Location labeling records
☆ ☆ ☆

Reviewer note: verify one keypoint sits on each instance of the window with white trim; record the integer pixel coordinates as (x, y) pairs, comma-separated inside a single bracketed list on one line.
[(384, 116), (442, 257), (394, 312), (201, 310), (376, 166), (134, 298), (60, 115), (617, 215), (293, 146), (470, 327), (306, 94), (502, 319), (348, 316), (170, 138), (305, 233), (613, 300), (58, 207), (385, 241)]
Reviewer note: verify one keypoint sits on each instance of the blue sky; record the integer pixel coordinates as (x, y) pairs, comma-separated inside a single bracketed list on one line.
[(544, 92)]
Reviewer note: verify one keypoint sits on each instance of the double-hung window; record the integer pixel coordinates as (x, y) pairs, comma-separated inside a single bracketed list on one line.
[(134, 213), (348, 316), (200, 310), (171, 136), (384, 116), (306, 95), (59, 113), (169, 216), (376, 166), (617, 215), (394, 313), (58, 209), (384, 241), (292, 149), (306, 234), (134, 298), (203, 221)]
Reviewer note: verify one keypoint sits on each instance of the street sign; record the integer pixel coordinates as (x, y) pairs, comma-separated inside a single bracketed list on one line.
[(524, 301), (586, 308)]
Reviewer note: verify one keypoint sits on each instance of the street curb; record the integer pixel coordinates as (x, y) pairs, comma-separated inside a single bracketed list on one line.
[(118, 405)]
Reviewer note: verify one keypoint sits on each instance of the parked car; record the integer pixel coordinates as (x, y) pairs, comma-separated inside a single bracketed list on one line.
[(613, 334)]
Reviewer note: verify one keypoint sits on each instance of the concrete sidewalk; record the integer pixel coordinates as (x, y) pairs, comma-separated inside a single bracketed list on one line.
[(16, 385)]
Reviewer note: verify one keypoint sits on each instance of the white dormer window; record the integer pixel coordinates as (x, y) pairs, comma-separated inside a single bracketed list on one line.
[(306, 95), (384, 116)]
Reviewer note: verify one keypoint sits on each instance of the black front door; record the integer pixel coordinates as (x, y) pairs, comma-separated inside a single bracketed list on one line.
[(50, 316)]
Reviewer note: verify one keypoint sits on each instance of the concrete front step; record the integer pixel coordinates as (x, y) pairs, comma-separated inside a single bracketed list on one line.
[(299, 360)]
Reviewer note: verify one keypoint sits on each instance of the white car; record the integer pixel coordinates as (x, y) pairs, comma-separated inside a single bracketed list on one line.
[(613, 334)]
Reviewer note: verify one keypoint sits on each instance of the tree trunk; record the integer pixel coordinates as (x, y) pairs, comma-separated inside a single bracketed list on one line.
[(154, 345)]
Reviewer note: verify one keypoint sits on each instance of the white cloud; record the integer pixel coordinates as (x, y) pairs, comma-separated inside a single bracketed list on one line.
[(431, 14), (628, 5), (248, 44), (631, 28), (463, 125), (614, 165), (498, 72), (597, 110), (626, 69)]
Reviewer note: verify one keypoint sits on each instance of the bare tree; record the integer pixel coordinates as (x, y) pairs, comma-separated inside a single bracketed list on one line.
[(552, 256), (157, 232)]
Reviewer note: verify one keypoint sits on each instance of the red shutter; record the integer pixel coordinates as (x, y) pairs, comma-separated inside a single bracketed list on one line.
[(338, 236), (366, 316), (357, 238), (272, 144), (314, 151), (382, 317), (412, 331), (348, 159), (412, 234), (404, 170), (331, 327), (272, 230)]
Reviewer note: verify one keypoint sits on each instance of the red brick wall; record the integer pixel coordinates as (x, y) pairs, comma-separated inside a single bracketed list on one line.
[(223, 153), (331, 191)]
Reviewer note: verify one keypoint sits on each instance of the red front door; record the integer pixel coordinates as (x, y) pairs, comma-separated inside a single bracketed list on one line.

☆ ☆ ☆

• Your goal:
Copy out the lines from the one containing "of the bare" through the end, substituting "Audit note" for "Reviewer note" and keeping everything else the same.

• Response to the exercise:
Audit note: verify one keypoint sits on each instance of the bare tree; record the integer pixel coordinates as (x, y) pairs, comma-separated inside a single bracketed list on one line.
[(552, 256), (157, 232)]
Audit note: verify one keypoint sits on each instance of the red shutter; record the integer pixel coordinates as (x, y) pairs, comma-separated inside a single bracketed list on one line.
[(338, 236), (366, 316), (357, 238), (272, 144), (314, 151), (382, 317), (412, 331), (348, 159), (412, 234), (404, 170), (331, 327), (272, 230)]
Audit note: verify one keypoint sits on each instance of the red brick wall; record the integer pixel coordinates as (x, y) pairs, comma-separated inside a single bracketed list on one line.
[(223, 153), (331, 191)]
Audit note: verify one keypoint sits on each instance of the red front door; record the integer pixel coordinates as (x, y) pairs, comma-separated inside a single bracketed list on one line.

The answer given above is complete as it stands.